*PROBLEM DETAILS*.
Scan the entries line by line and return those with "hockey".

*DATA SUPPLIED*.
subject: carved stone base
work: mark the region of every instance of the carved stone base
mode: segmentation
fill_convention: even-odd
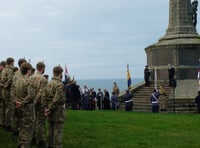
[[[158,80],[168,79],[168,64],[176,70],[176,79],[197,79],[198,59],[200,58],[200,38],[178,38],[159,40],[145,49],[147,64],[152,71],[157,69]]]

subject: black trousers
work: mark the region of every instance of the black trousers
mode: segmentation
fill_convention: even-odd
[[[158,112],[159,112],[159,105],[152,104],[152,113],[158,113]]]
[[[132,111],[133,109],[133,102],[127,102],[125,103],[126,111]]]

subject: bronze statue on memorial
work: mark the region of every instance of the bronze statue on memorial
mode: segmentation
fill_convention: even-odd
[[[192,22],[194,26],[197,25],[197,7],[198,7],[198,1],[194,0],[192,2]]]

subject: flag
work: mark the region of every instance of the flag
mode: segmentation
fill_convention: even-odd
[[[130,71],[129,71],[129,64],[127,64],[127,85],[128,85],[128,89],[131,88],[131,75],[130,75]]]
[[[67,70],[67,66],[65,64],[65,81],[68,79],[69,77],[69,73],[68,73],[68,70]]]

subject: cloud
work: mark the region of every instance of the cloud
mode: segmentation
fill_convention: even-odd
[[[144,48],[167,29],[167,1],[22,0],[0,6],[1,59],[69,66],[77,78],[143,77]]]

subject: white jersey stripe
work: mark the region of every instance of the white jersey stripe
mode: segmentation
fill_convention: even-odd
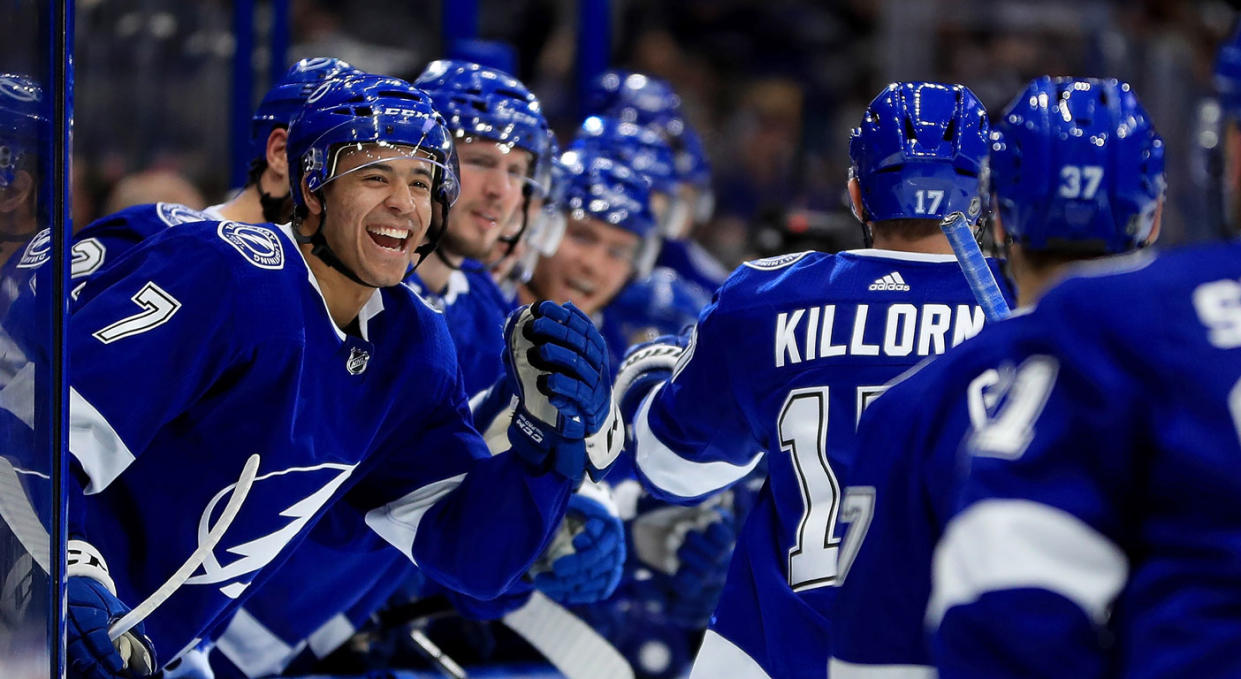
[[[86,494],[108,487],[134,462],[134,454],[95,406],[69,387],[69,454],[90,479]]]
[[[404,497],[372,509],[366,513],[366,525],[412,561],[414,538],[418,535],[418,524],[422,522],[422,517],[431,505],[461,485],[464,478],[465,474],[457,474],[452,478],[429,483]]]
[[[289,646],[246,609],[237,609],[216,648],[247,677],[279,674],[306,642]]]
[[[983,500],[951,522],[935,549],[928,627],[987,592],[1037,588],[1079,606],[1096,623],[1128,578],[1111,540],[1076,516],[1029,500]]]
[[[648,418],[651,402],[659,395],[663,386],[661,384],[647,394],[642,405],[638,407],[638,414],[633,422],[634,438],[637,442],[635,459],[648,481],[677,497],[698,497],[739,481],[758,465],[763,456],[762,451],[744,465],[722,461],[695,462],[677,455],[660,441],[651,431]]]
[[[709,629],[702,637],[689,679],[771,679],[754,658],[736,644]]]

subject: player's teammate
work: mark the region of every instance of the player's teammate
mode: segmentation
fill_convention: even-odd
[[[1007,243],[1028,309],[1078,261],[1158,234],[1163,141],[1126,83],[1039,78],[992,133],[996,242]],[[899,379],[862,415],[842,506],[831,676],[934,676],[923,617],[931,552],[959,487],[960,442],[1012,384],[985,340],[1018,317]],[[981,345],[981,346],[980,346]]]
[[[1238,279],[1235,242],[1100,266],[979,338],[1012,379],[935,551],[940,677],[1241,674]]]
[[[289,156],[293,226],[168,230],[101,271],[73,311],[71,676],[176,658],[328,505],[354,508],[445,585],[494,596],[543,549],[586,466],[582,439],[608,407],[591,386],[603,358],[588,320],[546,304],[514,317],[522,406],[512,452],[491,456],[442,317],[399,285],[456,197],[452,139],[428,98],[390,78],[327,82],[293,122]],[[203,544],[252,454],[236,520]],[[198,548],[149,636],[114,646],[108,626]]]
[[[836,470],[853,461],[857,418],[889,379],[983,324],[939,220],[978,216],[987,130],[963,86],[880,93],[853,133],[849,182],[876,247],[739,268],[639,409],[636,462],[658,496],[692,501],[768,456],[692,676],[826,672]]]

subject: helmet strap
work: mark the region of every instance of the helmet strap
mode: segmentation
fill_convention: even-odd
[[[319,201],[322,203],[323,202],[322,194],[319,194],[319,196],[320,196]],[[326,216],[326,213],[327,211],[324,210],[325,216]],[[310,236],[303,234],[301,229],[299,228],[300,226],[301,226],[300,223],[293,225],[293,238],[300,245],[309,245],[310,254],[314,255],[315,257],[318,257],[319,261],[328,265],[328,268],[336,269],[345,278],[348,278],[349,280],[353,281],[354,283],[357,283],[358,285],[361,285],[362,287],[365,287],[365,288],[379,287],[377,285],[372,285],[370,283],[367,283],[361,278],[358,278],[358,275],[353,272],[353,269],[350,269],[349,265],[342,262],[340,257],[336,256],[336,253],[332,251],[332,246],[328,245],[327,238],[323,235],[323,221],[322,220],[320,220],[319,222],[319,228],[315,229],[314,234]]]

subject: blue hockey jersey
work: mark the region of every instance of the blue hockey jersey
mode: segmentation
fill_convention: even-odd
[[[1130,269],[995,338],[1013,379],[934,557],[941,677],[1241,676],[1241,244]]]
[[[504,319],[517,305],[500,291],[487,267],[465,260],[449,276],[448,287],[441,293],[428,290],[417,274],[406,284],[443,310],[467,394],[487,389],[504,374]]]
[[[287,227],[166,230],[80,291],[71,529],[108,560],[123,601],[184,562],[245,459],[261,458],[220,544],[146,621],[161,661],[235,610],[328,506],[480,597],[524,573],[558,524],[569,482],[489,455],[441,314],[382,289],[357,326],[332,323]]]
[[[950,255],[790,254],[748,262],[720,288],[634,424],[644,484],[668,499],[702,497],[769,456],[694,676],[823,676],[837,475],[853,463],[858,417],[983,322]]]
[[[834,679],[935,676],[924,627],[931,554],[956,507],[961,440],[986,421],[1011,369],[997,370],[1025,313],[898,377],[862,414],[857,460],[845,475]]]
[[[672,269],[690,284],[698,286],[707,297],[715,294],[729,273],[706,248],[688,239],[665,240],[660,244],[655,266]]]

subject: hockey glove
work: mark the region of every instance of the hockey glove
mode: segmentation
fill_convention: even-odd
[[[688,345],[688,335],[661,335],[650,342],[635,344],[625,352],[612,387],[624,421],[632,422],[642,399],[672,376]]]
[[[624,435],[607,345],[590,318],[572,304],[538,302],[509,315],[504,339],[504,367],[519,400],[509,426],[513,452],[574,482],[587,468],[602,478]]]
[[[676,551],[677,568],[664,612],[669,621],[687,629],[702,629],[710,622],[737,545],[732,514],[719,507],[712,513],[685,533]]]
[[[564,522],[531,570],[534,586],[563,604],[612,595],[625,569],[625,533],[616,507],[587,484],[569,497]]]
[[[73,679],[136,679],[155,672],[151,641],[141,624],[115,642],[108,625],[129,612],[99,552],[81,540],[68,544],[68,616],[65,641]]]

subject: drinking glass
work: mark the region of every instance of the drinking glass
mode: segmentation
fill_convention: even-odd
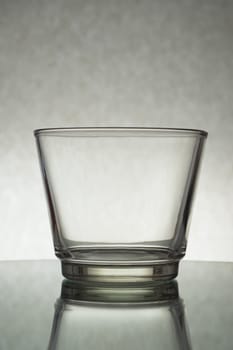
[[[106,127],[34,134],[63,275],[174,278],[207,132]]]

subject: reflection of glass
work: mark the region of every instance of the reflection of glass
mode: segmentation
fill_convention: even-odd
[[[48,350],[191,350],[176,282],[63,282]]]
[[[58,128],[35,136],[65,277],[177,275],[205,131]]]

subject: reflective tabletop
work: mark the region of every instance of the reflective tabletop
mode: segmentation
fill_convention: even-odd
[[[1,350],[233,348],[233,263],[183,261],[175,281],[74,283],[59,261],[0,263]]]

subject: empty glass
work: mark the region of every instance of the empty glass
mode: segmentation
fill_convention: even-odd
[[[177,275],[205,131],[56,128],[35,136],[65,277]]]

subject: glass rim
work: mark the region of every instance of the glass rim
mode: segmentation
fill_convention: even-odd
[[[56,135],[61,132],[69,133],[69,132],[111,132],[111,131],[132,131],[132,132],[154,132],[154,133],[163,133],[171,136],[176,135],[187,135],[187,136],[203,136],[207,137],[208,132],[201,129],[187,129],[187,128],[163,128],[163,127],[59,127],[59,128],[42,128],[42,129],[35,129],[33,131],[35,136],[39,135],[46,135],[49,134],[52,136],[52,134]]]

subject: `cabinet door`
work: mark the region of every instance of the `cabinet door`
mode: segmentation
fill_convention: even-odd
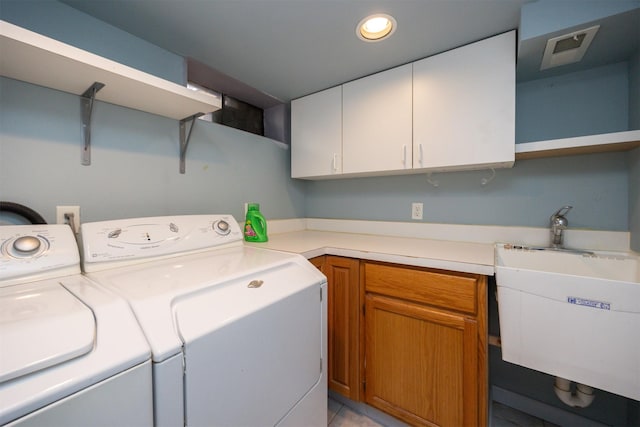
[[[291,177],[342,172],[342,87],[291,101]]]
[[[343,85],[344,173],[412,167],[411,64]]]
[[[315,258],[310,258],[309,262],[313,264],[315,268],[324,273],[324,262],[326,257],[324,255],[317,256]]]
[[[478,423],[473,319],[367,294],[365,323],[368,404],[412,425]]]
[[[357,259],[327,256],[329,388],[359,399],[359,266]]]
[[[413,64],[414,168],[511,166],[515,31]]]

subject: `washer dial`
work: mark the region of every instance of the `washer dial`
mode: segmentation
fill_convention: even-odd
[[[217,221],[215,224],[213,224],[213,229],[215,230],[216,233],[220,234],[221,236],[226,236],[231,232],[231,227],[229,226],[229,223],[224,219],[221,219],[220,221]]]
[[[42,236],[25,235],[8,240],[2,252],[14,258],[36,258],[49,248],[49,242]]]
[[[13,241],[13,249],[21,254],[33,254],[40,249],[40,239],[35,236],[22,236]]]

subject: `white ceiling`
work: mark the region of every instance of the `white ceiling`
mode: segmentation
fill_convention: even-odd
[[[518,27],[525,0],[63,0],[282,102]],[[391,38],[356,37],[388,13]]]

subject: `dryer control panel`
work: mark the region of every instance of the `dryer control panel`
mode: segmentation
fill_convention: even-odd
[[[89,222],[82,224],[80,234],[85,271],[101,269],[101,263],[135,263],[148,258],[239,246],[243,239],[240,226],[231,215],[179,215]]]
[[[78,245],[68,225],[0,227],[0,286],[79,272]]]

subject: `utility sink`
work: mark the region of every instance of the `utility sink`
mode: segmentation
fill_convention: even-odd
[[[640,258],[496,245],[502,358],[640,400]]]

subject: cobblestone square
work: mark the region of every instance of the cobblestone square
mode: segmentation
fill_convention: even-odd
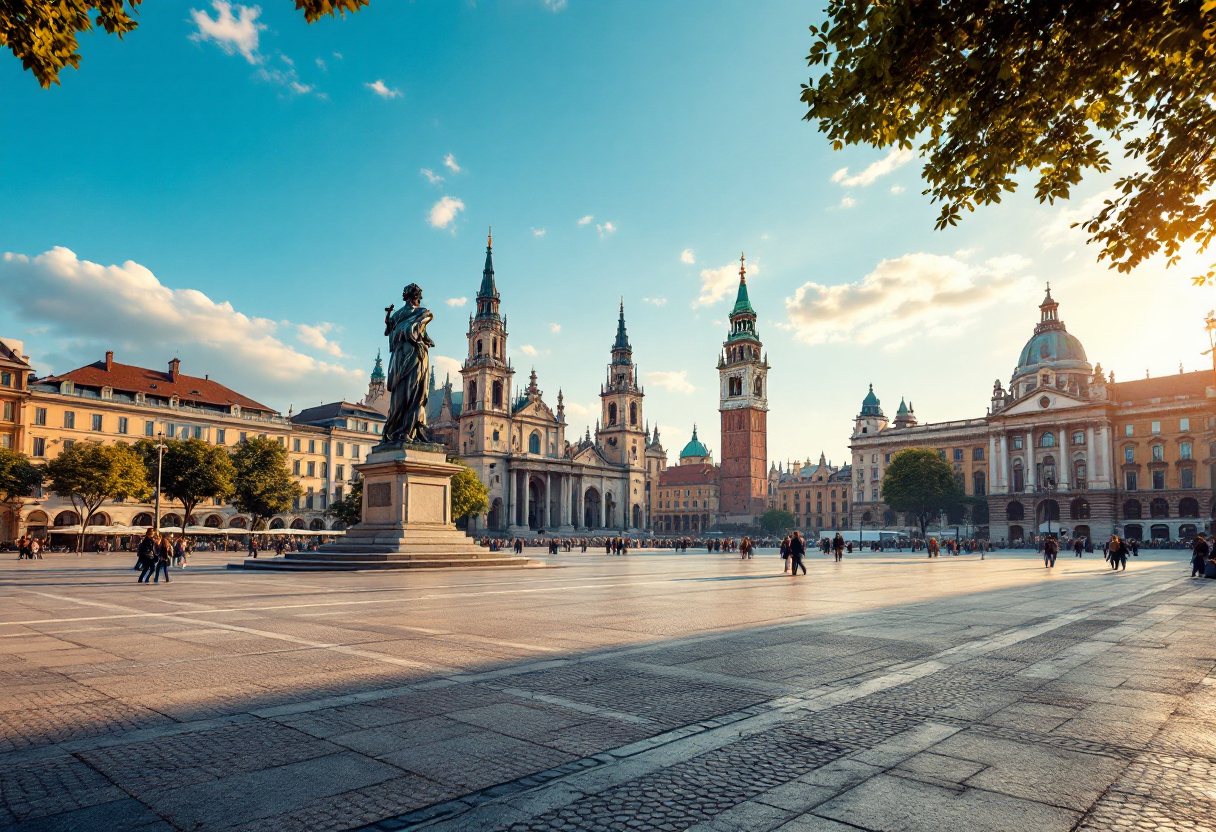
[[[0,827],[1216,828],[1186,553],[0,564]]]

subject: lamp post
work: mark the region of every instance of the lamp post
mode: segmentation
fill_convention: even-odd
[[[160,469],[165,461],[165,434],[163,432],[156,434],[156,508],[155,517],[152,525],[156,527],[156,533],[160,534]],[[165,573],[168,574],[168,573]]]
[[[1039,486],[1039,491],[1047,494],[1048,500],[1051,499],[1051,495],[1053,493],[1055,493],[1055,490],[1056,490],[1056,481],[1053,480],[1051,477],[1045,478],[1043,480],[1043,484]],[[1051,511],[1050,511],[1050,509],[1048,509],[1046,503],[1043,503],[1043,514],[1046,515],[1046,517],[1047,517],[1047,536],[1051,537]]]

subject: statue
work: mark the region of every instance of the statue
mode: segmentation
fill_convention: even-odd
[[[393,312],[384,310],[384,334],[388,336],[388,421],[384,424],[384,444],[426,442],[427,375],[429,350],[435,346],[426,334],[434,315],[422,306],[422,289],[411,283],[401,293],[405,305]]]

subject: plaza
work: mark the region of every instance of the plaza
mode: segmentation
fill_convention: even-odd
[[[0,827],[1212,827],[1185,551],[538,559],[5,560]]]

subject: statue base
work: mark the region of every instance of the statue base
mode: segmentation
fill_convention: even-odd
[[[398,443],[372,448],[354,466],[363,477],[363,522],[336,543],[282,558],[250,558],[252,569],[436,569],[539,565],[482,548],[452,522],[452,477],[442,445]]]

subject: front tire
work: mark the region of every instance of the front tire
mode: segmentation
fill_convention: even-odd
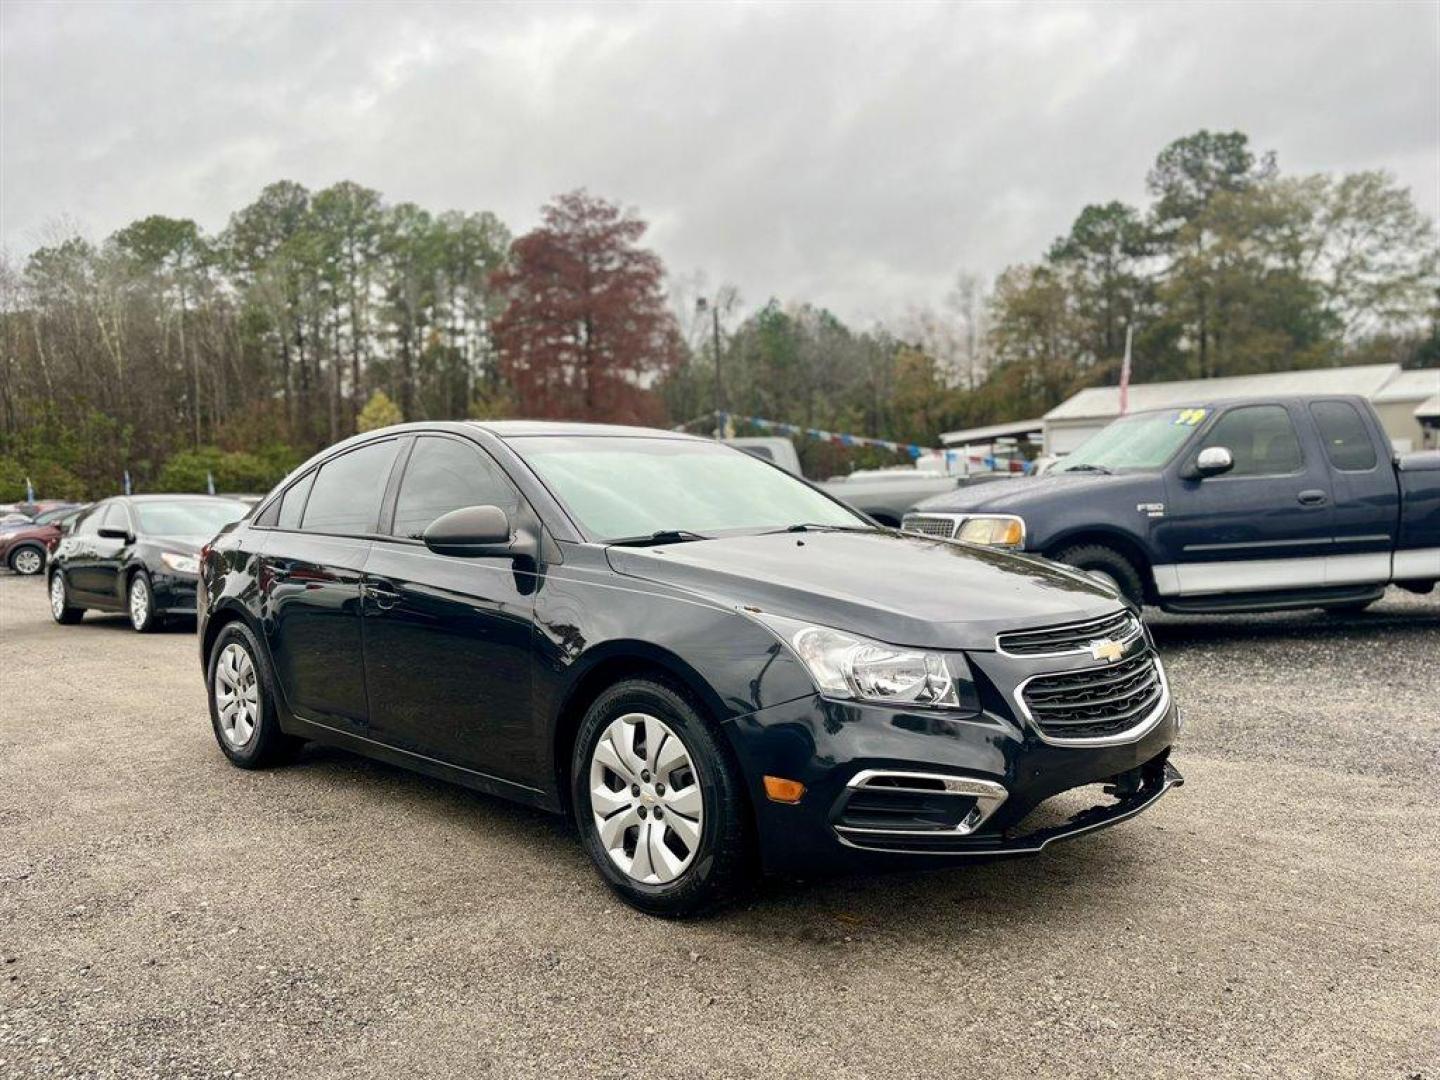
[[[585,713],[571,762],[585,849],[627,904],[678,917],[748,880],[744,789],[726,747],[684,695],[626,679]]]
[[[125,591],[126,609],[130,612],[130,625],[141,634],[154,633],[160,628],[160,617],[155,612],[155,591],[150,587],[150,575],[139,570],[130,578]]]
[[[50,617],[62,626],[74,626],[84,615],[84,608],[70,606],[70,590],[65,585],[65,575],[56,570],[50,575]]]
[[[289,760],[304,740],[280,728],[275,681],[250,628],[228,623],[215,638],[206,666],[210,725],[231,763],[263,769]]]
[[[33,544],[17,547],[10,553],[10,569],[33,577],[45,569],[45,553]]]
[[[1060,552],[1055,561],[1083,570],[1137,608],[1145,603],[1145,586],[1140,580],[1140,571],[1114,548],[1104,544],[1079,544]]]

*YOUR SOLUTION*.
subject: blue hockey jersey
work: mark the region of every instance of the blue hockey jersey
subject: hockey glove
work: mark the region of every instance of the hockey glove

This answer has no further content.